──────── DATA TO PROCESS ────────
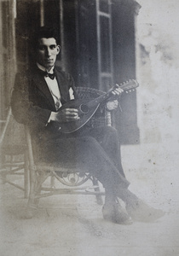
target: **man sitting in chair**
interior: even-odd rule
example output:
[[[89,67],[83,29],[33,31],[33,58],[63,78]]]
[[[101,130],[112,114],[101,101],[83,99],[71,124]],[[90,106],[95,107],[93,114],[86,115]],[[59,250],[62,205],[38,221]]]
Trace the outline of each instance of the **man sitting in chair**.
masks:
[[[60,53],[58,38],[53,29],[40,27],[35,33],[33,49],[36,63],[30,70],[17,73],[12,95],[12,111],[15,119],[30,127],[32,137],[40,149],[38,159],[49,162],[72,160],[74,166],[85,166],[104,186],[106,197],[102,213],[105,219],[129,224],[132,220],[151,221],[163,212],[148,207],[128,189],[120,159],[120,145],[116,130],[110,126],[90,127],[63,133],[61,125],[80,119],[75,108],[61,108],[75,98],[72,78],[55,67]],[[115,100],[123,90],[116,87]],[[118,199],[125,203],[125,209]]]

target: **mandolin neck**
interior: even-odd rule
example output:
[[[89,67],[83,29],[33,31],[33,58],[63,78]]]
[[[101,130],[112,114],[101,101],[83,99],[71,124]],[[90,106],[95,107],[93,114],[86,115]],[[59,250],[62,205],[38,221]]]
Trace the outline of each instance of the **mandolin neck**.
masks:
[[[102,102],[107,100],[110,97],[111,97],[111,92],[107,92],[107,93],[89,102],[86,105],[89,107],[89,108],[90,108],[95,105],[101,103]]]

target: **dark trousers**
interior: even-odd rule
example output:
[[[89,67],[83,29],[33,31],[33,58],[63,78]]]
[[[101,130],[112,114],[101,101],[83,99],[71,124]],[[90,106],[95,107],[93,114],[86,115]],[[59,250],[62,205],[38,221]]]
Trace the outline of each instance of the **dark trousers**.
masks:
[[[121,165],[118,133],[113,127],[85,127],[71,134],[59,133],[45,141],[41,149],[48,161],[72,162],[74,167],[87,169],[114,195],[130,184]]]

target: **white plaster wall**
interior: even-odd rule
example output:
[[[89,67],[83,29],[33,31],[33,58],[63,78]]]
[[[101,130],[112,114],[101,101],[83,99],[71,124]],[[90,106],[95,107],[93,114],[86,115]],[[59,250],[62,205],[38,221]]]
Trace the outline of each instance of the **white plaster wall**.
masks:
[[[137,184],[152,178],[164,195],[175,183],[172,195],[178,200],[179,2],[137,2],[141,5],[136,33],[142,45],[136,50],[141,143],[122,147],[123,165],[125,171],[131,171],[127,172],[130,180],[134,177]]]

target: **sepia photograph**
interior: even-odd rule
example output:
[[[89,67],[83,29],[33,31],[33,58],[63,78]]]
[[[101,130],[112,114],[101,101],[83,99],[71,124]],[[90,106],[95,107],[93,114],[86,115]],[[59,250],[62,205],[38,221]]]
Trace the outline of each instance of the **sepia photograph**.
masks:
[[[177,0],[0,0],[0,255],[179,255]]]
────────
──────── DATA TO PROCESS ────────
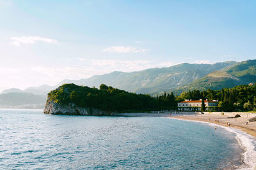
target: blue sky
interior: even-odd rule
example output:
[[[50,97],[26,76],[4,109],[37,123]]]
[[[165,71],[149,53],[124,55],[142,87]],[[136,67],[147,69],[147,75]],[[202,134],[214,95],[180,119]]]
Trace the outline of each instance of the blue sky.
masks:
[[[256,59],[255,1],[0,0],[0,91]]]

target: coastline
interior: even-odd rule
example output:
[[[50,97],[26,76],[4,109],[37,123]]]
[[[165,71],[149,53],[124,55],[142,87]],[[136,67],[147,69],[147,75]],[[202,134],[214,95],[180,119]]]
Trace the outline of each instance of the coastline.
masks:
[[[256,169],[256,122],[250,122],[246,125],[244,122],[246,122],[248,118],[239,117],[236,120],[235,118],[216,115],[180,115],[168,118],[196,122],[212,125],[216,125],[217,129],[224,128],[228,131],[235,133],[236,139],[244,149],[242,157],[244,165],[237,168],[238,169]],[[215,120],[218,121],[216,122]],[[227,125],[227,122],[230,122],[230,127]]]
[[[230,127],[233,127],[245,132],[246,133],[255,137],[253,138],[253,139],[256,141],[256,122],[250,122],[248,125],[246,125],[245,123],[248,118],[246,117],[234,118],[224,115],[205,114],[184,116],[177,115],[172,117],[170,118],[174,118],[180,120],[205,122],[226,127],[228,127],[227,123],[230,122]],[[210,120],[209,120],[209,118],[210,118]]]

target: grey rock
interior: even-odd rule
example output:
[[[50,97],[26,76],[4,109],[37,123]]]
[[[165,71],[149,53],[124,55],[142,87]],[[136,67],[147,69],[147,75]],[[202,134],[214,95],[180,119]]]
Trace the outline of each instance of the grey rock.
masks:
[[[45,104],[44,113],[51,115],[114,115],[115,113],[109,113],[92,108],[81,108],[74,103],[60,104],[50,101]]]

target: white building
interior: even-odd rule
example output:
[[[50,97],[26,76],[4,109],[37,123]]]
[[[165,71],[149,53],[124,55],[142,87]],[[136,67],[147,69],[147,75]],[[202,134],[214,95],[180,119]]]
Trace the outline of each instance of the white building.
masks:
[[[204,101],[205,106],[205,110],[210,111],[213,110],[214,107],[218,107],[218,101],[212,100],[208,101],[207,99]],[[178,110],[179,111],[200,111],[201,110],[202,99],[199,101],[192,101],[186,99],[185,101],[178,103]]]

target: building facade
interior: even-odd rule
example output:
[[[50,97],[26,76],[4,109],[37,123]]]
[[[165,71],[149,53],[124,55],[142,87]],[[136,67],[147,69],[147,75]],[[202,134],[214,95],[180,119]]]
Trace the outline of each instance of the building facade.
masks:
────────
> _SHORT PROBLEM_:
Reproduce, without alteration, the lines of the records from the line containing "target: **sepia photograph**" through the line containing "[[[177,0],[0,0],[0,255],[179,255]]]", with both of those lines included.

> _WORKED SOLUTION_:
target: **sepia photograph**
interior: even-odd rule
example output:
[[[89,67],[83,29],[33,31],[33,58],[63,78]]]
[[[101,130],[112,114],[101,101],[83,99],[71,124]],[[90,106],[95,107],[93,114],[86,115]],[[59,250],[62,205],[38,221]]]
Trace the outline of each instance of the **sepia photograph**.
masks:
[[[177,0],[0,0],[0,255],[179,255]]]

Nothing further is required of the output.